* _Exercise data_
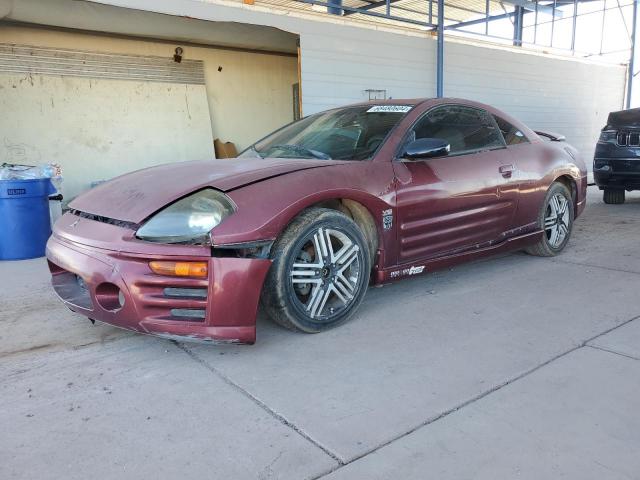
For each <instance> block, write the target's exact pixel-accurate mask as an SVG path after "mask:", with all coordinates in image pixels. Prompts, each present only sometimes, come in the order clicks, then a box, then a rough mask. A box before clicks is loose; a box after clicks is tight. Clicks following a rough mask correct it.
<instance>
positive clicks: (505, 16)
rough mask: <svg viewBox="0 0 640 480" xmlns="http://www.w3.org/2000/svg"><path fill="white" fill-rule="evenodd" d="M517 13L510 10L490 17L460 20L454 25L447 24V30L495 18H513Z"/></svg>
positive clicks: (485, 20)
mask: <svg viewBox="0 0 640 480" xmlns="http://www.w3.org/2000/svg"><path fill="white" fill-rule="evenodd" d="M514 15H515V13H514V12H509V13H500V14H498V15H491V16H489V17H486V16H485V17H482V18H477V19H476V20H467V21H466V22H458V23H454V24H452V25H447V26H446V27H445V28H446V29H447V30H455V29H456V28H462V27H471V26H473V25H479V24H481V23H485V22H492V21H494V20H502V19H504V18H511V17H513V16H514Z"/></svg>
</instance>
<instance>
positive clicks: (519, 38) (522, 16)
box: [513, 7, 524, 47]
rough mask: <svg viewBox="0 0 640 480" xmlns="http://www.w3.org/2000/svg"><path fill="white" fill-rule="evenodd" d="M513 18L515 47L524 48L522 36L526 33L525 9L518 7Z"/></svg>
mask: <svg viewBox="0 0 640 480" xmlns="http://www.w3.org/2000/svg"><path fill="white" fill-rule="evenodd" d="M514 13H515V15H514V17H513V45H514V46H516V47H521V46H522V35H523V32H524V8H522V7H516V10H515V12H514Z"/></svg>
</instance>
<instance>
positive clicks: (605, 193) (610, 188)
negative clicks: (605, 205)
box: [602, 188, 625, 205]
mask: <svg viewBox="0 0 640 480" xmlns="http://www.w3.org/2000/svg"><path fill="white" fill-rule="evenodd" d="M602 199H603V200H604V203H606V204H608V205H620V204H622V203H624V200H625V191H624V190H621V189H618V188H605V189H604V193H603V194H602Z"/></svg>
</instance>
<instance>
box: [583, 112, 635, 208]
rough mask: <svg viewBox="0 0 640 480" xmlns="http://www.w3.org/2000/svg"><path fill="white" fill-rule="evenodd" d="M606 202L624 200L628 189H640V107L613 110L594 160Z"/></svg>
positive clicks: (595, 168) (630, 189)
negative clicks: (619, 111)
mask: <svg viewBox="0 0 640 480" xmlns="http://www.w3.org/2000/svg"><path fill="white" fill-rule="evenodd" d="M593 177H594V179H595V181H596V185H598V187H600V190H604V203H624V197H625V190H626V191H629V192H630V191H631V190H640V108H634V109H632V110H622V111H621V112H612V113H610V114H609V119H608V120H607V125H606V126H605V127H604V128H603V129H602V133H601V134H600V139H599V140H598V144H597V145H596V154H595V157H594V160H593Z"/></svg>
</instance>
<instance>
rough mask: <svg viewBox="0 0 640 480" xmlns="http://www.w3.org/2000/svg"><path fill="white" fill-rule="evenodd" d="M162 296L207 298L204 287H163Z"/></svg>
mask: <svg viewBox="0 0 640 480" xmlns="http://www.w3.org/2000/svg"><path fill="white" fill-rule="evenodd" d="M163 293H164V296H165V297H168V298H207V289H206V288H173V287H167V288H165V289H164V292H163Z"/></svg>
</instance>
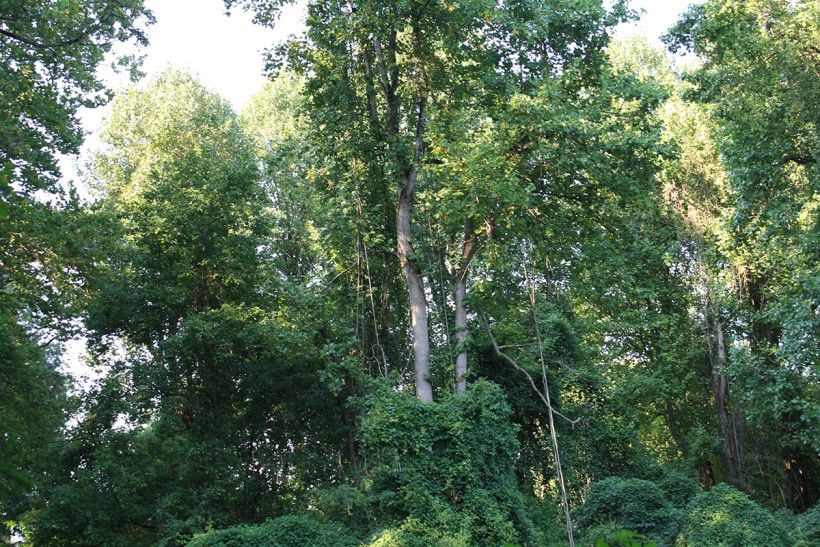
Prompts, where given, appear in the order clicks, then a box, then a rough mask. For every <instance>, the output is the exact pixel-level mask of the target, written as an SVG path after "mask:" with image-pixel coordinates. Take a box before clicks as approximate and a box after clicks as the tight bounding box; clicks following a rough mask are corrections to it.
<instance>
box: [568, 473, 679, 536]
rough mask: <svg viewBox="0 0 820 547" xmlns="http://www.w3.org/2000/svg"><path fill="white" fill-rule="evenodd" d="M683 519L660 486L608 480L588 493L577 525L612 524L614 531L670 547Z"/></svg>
mask: <svg viewBox="0 0 820 547" xmlns="http://www.w3.org/2000/svg"><path fill="white" fill-rule="evenodd" d="M680 516H681V515H680V512H679V511H678V510H676V509H675V508H674V507H673V506H672V504H671V503H670V502H669V500H668V499H667V498H666V496H665V495H664V493H663V490H661V488H660V487H659V486H658V485H657V484H655V483H653V482H650V481H645V480H641V479H625V478H622V477H607V478H606V479H603V480H600V481H598V482H596V483H594V484H593V485H592V487H591V488H590V489H589V492H588V493H587V499H586V503H584V505H583V506H582V507H581V508H580V509H579V510H578V512H577V513H576V522H577V523H578V525H579V526H580V527H581V528H591V527H592V526H595V525H601V524H611V525H612V526H613V529H627V530H635V531H637V532H639V533H641V534H646V535H647V536H649V538H650V539H651V540H653V541H657V542H658V543H663V544H668V543H671V542H672V541H673V540H674V537H675V535H676V533H677V529H678V522H679V519H680Z"/></svg>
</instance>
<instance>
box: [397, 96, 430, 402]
mask: <svg viewBox="0 0 820 547" xmlns="http://www.w3.org/2000/svg"><path fill="white" fill-rule="evenodd" d="M416 106H417V111H416V144H415V149H414V152H413V162H412V164H411V166H410V169H409V170H408V171H407V172H406V173H405V174H404V176H403V181H402V188H401V191H400V192H399V199H398V204H397V206H396V241H397V247H398V254H399V262H400V263H401V267H402V271H403V272H404V279H405V282H406V284H407V292H408V295H409V297H410V320H411V325H412V332H413V375H414V378H415V381H416V397H418V399H419V400H421V401H423V402H425V403H430V402H432V401H433V385H432V384H431V383H430V362H429V359H430V338H429V334H428V332H427V297H426V296H425V294H424V278H423V277H422V273H421V269H420V268H419V266H418V264H417V263H416V260H415V258H414V253H413V245H412V243H411V223H410V220H411V218H412V214H413V195H414V192H415V188H416V178H417V176H418V165H419V161H420V159H421V150H422V138H423V134H424V106H425V103H424V100H423V99H419V101H418V103H417V105H416Z"/></svg>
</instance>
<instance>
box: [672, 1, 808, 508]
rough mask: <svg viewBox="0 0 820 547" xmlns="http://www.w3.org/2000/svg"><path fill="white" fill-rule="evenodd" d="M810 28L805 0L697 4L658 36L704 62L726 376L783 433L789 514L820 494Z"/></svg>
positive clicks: (754, 414) (750, 403) (695, 73)
mask: <svg viewBox="0 0 820 547" xmlns="http://www.w3.org/2000/svg"><path fill="white" fill-rule="evenodd" d="M817 21H818V6H817V3H816V2H796V3H795V2H785V1H779V0H765V1H764V0H761V1H755V2H733V1H732V2H707V3H705V4H703V5H700V6H695V7H693V8H691V9H690V10H689V11H688V12H687V13H686V14H685V15H684V16H683V17H682V19H681V20H680V21H679V22H678V24H677V25H676V26H675V27H673V28H672V29H671V31H670V34H669V35H668V37H667V42H668V44H669V46H670V48H672V49H677V48H686V49H689V50H691V51H693V52H695V53H696V54H698V55H699V56H701V57H702V58H703V63H704V64H703V66H702V67H701V68H700V69H698V70H697V71H696V72H695V73H694V74H692V76H691V81H692V83H693V84H694V90H693V92H692V96H693V97H694V98H696V99H697V100H699V101H703V102H705V103H707V104H709V105H711V106H712V107H713V110H714V116H715V120H716V124H717V142H718V149H719V151H720V154H721V157H722V159H723V161H724V162H725V165H726V168H727V172H728V201H729V204H730V206H731V210H732V212H731V215H730V218H729V219H728V222H727V224H726V231H727V237H728V238H729V241H731V245H732V247H733V248H732V249H731V250H730V251H728V252H727V254H728V255H729V256H730V257H731V259H732V261H733V263H734V264H735V268H736V269H737V275H736V287H737V292H738V294H739V295H740V296H741V300H740V302H738V305H739V313H738V317H737V321H736V325H737V327H736V330H737V331H738V332H737V333H736V336H737V338H738V339H741V340H744V341H745V342H744V343H743V344H742V345H740V347H739V348H737V350H736V351H734V352H733V358H734V360H735V365H734V367H733V368H734V375H735V377H736V381H737V382H738V384H739V387H740V388H741V390H742V391H743V395H742V396H743V407H744V411H745V412H746V413H747V418H748V420H749V423H751V424H754V428H755V429H756V430H757V432H758V434H762V433H763V432H764V431H765V430H766V429H770V430H772V429H773V430H780V431H782V435H779V436H778V439H772V440H771V441H772V442H776V443H777V444H781V443H782V446H781V447H778V448H775V451H776V452H780V455H779V457H780V458H781V459H782V461H783V465H782V469H785V474H786V478H787V480H788V483H789V490H790V494H789V498H790V499H789V505H790V506H791V507H794V508H798V509H805V508H807V507H809V506H810V505H811V504H812V503H813V502H814V501H815V500H816V499H817V498H818V496H820V490H818V486H817V483H816V480H815V479H813V478H812V477H814V476H816V473H817V470H818V461H817V457H816V455H817V446H818V445H817V433H818V431H820V429H818V422H817V413H816V407H817V405H816V400H817V393H818V392H817V389H818V383H817V374H816V370H815V366H814V364H813V363H816V360H817V359H816V357H817V355H818V345H817V339H818V337H817V335H816V334H817V329H818V323H817V314H816V313H815V312H814V311H813V310H814V308H816V279H817V271H816V263H817V257H818V247H817V241H818V238H817V234H818V216H817V214H816V208H817V199H818V198H817V196H818V187H817V181H818V180H820V177H818V171H817V153H818V143H820V140H818V136H817V131H816V127H817V123H818V119H817V112H816V109H813V108H811V107H810V106H809V105H812V104H816V103H817V100H818V86H817V79H818V78H817V76H818V75H817V70H816V66H817V64H818V60H820V58H818V52H817V50H816V48H815V47H814V46H813V45H812V44H814V43H816V41H817V39H818V36H820V26H818V24H817ZM764 424H768V425H764ZM767 445H768V443H763V444H762V445H761V446H762V447H766V446H767ZM761 456H762V455H761ZM763 457H765V456H763ZM761 479H764V480H765V477H761ZM771 495H775V493H774V492H771Z"/></svg>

* _What to produce_
List every line of the material above that contains the word "negative".

* _Answer section_
negative clicks: (605, 205)
negative clicks: (619, 111)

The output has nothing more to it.